### INSTRUCTION
Find every line in the material below that contains the string "rock" and copy each such line. Matching is case-sensitive.
··· EXERCISE MATERIALS ···
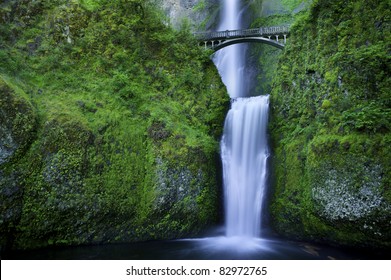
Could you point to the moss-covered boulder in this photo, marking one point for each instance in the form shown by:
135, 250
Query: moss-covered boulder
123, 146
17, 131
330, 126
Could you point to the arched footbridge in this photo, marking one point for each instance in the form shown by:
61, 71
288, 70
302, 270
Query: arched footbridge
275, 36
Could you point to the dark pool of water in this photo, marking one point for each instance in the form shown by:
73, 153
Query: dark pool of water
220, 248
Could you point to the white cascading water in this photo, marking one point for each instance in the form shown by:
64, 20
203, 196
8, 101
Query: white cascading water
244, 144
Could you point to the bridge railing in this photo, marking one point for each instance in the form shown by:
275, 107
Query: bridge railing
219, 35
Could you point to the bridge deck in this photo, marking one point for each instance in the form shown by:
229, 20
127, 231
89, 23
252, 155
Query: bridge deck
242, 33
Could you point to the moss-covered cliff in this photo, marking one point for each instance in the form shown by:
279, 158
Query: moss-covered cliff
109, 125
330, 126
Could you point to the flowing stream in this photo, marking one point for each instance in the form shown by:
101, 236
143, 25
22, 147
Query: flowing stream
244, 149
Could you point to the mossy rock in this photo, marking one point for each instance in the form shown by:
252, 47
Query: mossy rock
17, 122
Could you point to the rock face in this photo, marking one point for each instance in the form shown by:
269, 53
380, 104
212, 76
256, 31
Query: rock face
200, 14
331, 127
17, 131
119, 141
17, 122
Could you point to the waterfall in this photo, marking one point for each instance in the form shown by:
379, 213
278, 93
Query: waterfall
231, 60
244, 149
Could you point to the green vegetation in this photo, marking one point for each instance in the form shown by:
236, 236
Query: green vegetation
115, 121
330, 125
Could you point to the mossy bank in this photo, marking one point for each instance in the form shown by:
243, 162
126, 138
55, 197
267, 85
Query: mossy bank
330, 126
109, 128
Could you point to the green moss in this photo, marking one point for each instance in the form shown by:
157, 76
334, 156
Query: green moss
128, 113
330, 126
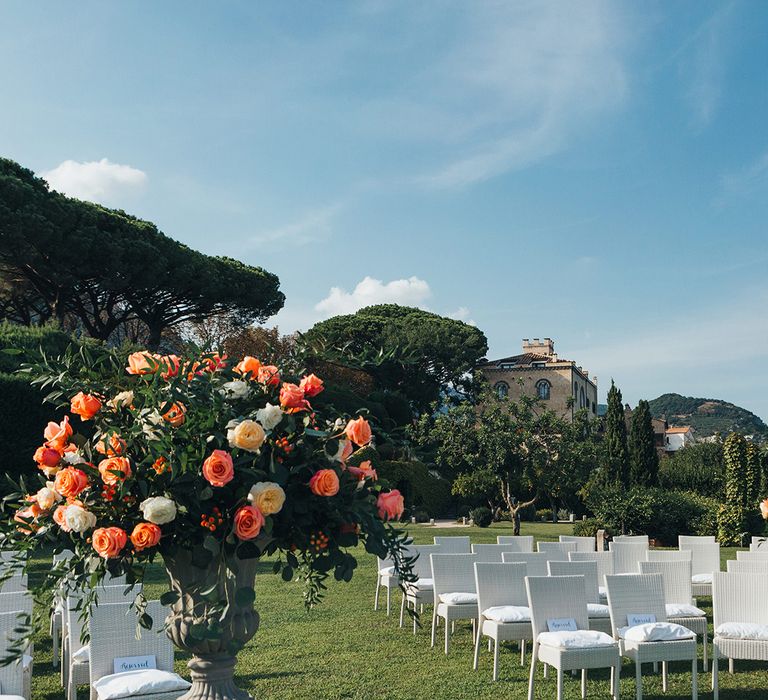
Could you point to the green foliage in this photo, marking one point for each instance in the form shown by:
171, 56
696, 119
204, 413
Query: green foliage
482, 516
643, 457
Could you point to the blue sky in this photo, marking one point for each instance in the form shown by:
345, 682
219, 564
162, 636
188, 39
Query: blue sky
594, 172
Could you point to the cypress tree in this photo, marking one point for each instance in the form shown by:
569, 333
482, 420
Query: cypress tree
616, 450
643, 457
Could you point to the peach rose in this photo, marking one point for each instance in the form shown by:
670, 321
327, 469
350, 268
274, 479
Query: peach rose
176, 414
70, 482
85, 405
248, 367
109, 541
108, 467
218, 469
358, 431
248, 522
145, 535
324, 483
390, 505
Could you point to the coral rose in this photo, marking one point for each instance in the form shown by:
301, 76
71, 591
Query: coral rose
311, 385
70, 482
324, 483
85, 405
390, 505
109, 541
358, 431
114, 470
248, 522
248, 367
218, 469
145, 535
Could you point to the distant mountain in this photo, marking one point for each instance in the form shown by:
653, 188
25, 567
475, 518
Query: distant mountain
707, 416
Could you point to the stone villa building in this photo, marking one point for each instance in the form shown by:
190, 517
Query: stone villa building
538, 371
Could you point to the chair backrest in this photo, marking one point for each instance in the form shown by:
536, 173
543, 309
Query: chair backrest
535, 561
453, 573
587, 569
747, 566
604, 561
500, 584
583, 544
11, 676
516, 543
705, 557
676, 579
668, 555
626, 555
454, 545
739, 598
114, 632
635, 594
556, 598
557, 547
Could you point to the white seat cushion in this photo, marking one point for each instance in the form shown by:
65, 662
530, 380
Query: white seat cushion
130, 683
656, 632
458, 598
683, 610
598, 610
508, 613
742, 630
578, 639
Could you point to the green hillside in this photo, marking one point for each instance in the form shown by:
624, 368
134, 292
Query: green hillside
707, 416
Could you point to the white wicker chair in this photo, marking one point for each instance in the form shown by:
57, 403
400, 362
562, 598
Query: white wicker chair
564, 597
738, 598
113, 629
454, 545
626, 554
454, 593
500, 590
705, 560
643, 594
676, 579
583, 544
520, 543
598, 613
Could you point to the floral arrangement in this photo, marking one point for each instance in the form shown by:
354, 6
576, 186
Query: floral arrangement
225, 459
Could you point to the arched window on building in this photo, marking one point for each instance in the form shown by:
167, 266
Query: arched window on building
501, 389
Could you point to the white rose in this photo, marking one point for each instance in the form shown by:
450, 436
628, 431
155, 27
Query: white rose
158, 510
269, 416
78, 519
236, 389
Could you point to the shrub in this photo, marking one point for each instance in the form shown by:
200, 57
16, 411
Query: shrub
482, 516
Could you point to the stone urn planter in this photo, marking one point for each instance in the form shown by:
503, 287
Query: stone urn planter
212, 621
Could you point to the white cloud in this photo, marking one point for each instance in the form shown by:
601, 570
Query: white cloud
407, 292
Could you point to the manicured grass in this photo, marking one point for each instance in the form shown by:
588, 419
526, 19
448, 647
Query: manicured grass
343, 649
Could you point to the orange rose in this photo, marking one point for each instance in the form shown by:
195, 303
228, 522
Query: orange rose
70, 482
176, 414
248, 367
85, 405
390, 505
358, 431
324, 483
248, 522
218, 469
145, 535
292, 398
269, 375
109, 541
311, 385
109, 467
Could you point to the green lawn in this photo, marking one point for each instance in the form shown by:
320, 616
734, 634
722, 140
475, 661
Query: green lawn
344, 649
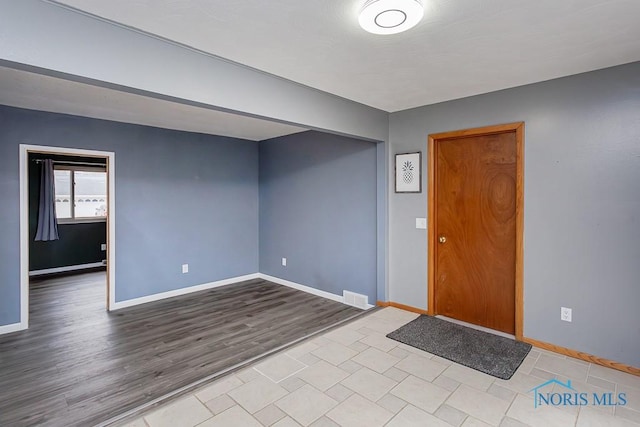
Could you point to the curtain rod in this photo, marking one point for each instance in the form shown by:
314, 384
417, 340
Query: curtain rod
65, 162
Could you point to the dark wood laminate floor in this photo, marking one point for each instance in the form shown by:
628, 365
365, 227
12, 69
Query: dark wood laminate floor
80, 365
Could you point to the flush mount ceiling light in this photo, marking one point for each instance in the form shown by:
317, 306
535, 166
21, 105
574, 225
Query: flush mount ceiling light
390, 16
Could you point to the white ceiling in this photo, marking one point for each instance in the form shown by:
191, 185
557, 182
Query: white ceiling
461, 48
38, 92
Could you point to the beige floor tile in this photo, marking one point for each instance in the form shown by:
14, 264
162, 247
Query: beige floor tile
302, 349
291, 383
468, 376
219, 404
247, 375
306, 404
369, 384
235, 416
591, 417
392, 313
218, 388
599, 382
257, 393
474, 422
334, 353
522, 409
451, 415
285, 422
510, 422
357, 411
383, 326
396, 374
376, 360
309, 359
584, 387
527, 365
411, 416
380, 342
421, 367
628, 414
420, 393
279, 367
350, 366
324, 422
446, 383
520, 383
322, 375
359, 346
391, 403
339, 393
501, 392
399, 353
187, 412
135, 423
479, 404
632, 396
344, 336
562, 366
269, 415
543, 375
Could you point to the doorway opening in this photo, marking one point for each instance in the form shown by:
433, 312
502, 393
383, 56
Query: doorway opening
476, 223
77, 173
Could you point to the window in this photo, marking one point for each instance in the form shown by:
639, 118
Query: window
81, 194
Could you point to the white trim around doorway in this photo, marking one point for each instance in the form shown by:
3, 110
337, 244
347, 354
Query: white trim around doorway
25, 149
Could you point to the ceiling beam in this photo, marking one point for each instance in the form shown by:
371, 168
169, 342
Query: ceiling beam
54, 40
···
··· EXERCISE MATERIALS ···
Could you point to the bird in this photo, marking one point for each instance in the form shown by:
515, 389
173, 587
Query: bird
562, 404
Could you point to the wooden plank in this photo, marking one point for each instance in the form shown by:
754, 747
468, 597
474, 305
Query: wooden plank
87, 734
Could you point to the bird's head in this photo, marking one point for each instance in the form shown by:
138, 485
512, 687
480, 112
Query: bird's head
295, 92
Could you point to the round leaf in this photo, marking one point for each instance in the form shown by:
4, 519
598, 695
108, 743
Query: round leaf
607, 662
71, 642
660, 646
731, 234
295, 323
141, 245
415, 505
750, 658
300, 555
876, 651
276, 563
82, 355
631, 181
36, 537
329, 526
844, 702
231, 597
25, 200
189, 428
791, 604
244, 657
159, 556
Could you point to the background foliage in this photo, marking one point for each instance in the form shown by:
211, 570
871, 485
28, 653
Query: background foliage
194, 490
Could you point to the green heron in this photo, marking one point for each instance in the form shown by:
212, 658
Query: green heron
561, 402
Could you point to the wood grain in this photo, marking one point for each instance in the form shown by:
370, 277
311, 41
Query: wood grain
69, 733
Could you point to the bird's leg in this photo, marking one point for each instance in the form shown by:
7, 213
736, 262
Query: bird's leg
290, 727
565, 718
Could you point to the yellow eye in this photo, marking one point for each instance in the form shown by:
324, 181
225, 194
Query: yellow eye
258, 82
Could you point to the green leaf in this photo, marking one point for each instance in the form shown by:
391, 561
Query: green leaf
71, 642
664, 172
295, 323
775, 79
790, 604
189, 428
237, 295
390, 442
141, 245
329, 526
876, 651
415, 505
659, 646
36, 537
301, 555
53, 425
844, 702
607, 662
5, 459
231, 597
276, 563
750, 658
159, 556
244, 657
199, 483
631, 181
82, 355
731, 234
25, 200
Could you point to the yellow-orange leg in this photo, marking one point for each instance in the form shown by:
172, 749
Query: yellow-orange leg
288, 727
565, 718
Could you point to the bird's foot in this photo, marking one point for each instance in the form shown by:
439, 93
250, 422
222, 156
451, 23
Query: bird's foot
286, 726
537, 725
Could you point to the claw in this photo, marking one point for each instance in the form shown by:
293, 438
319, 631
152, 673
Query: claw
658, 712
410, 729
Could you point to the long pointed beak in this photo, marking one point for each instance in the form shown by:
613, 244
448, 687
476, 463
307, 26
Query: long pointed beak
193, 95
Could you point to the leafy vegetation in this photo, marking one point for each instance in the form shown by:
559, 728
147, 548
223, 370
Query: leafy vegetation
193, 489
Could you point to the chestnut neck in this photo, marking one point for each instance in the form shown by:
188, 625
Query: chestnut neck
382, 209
···
### TASK SOLUTION
Could you point to the mossy rock in this photo, marking one point for each instance in the form shown by:
Query: mossy rock
Could you point to the rock face in this photo, marking one point for each instance in the form shown by:
Query: rock face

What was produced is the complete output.